◆ Task to complete
Reproduce the records below word for word, from the first line to the last. Leave the pictures out of your copy.

[Excerpts from a pointing dataset]
☆ ☆ ☆ ☆ ☆ ☆ ☆
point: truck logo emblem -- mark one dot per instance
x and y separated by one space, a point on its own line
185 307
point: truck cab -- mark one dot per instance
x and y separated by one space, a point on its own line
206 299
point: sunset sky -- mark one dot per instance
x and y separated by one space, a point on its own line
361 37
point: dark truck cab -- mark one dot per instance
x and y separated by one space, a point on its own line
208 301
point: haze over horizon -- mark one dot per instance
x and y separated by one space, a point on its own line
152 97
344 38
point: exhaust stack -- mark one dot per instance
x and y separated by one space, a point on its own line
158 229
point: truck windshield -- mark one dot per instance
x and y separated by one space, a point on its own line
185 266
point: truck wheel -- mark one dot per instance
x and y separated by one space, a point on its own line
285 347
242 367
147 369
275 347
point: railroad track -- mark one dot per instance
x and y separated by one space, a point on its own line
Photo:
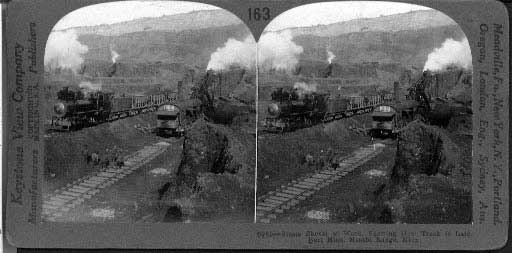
60 202
275 203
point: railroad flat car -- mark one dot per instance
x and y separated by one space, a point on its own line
77 109
289 110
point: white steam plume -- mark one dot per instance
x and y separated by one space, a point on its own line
64 50
330 56
276 51
234 53
89 87
114 55
304 88
451 53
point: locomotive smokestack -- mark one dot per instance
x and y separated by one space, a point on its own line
180 90
396 91
328 72
113 70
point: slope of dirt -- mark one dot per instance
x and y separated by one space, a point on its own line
66 152
282 157
431 178
215 179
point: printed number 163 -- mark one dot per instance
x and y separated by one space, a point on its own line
259 13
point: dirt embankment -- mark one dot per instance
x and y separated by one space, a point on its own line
287 156
66 152
215 178
431 178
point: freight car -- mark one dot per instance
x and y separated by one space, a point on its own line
388 120
291 110
76 109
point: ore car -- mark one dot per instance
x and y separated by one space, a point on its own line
76 109
289 110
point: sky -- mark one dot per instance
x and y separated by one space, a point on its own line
324 13
115 12
333 12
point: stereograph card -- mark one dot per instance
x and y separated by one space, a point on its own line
☆ ☆ ☆ ☆ ☆ ☆ ☆
◆ Task output
point: truck logo emblem -- mark one dot per instance
x and y separated by one space, a point on its own line
185 307
point: truck cab -- mark one dot per instance
x and y separated by one space, a point on its own line
206 299
point: sunset sky -- mark one dot per instance
x and y separated by one space, a point on its own line
361 37
point: dark truck cab -- mark one dot per instance
x and y separated by one space, a point on its own line
208 301
point: haze over horizon -- mark one dot per instance
x and y separated by one space, a point on its own line
152 97
344 38
point: exhaust stack -- mark one dot per instance
x and y separated by one space, a point on its own line
158 229
point: truck windshield -- mark one dot per instance
x and y separated by one space, a point on its own line
185 266
point: truck wheel -- mark one dot per instance
x and y separated by one space, a point on its own line
285 347
242 367
147 369
275 347
point: railroad track -- mark one dot per instance
x and y separated by one space, a point on its own line
Photo:
60 202
275 203
point: railroad flat car -- mark one dot per instance
x and y separated by one space, a point on its own line
77 109
289 110
point: white steam plume -- mark one dot per instance
x and y separated by one space, a point on its own line
64 50
330 56
276 51
234 53
89 87
114 55
304 88
451 53
point: locomotive smokestack -- mark one dot per instance
x and y separated by one space, a point on its own line
180 90
396 91
328 72
113 70
point: slope of dirt -- mark one dot per instance
x and y separated by one space, a point on its own line
66 152
282 157
431 178
215 179
point: printed number 163 -- mark one dot per instance
x and y separated by one space, a point on its own line
259 13
point: dirt embankment -- mark one dot per instance
x and y separated by one space, a point on its own line
287 156
66 152
215 178
431 178
point: freight car -- mark one dot per instance
x and y separated by one space, a point on its own line
388 120
291 110
76 109
point: ore car -- mark one dot per instance
x and y separated by one space, a point on its own line
76 109
289 110
point: sky -- mark one dot per instance
x and y separated by one space, a point on its own line
324 13
115 12
333 12
point: stereograph card -- mark one dot per instance
x and y separated by one space, a point on its own line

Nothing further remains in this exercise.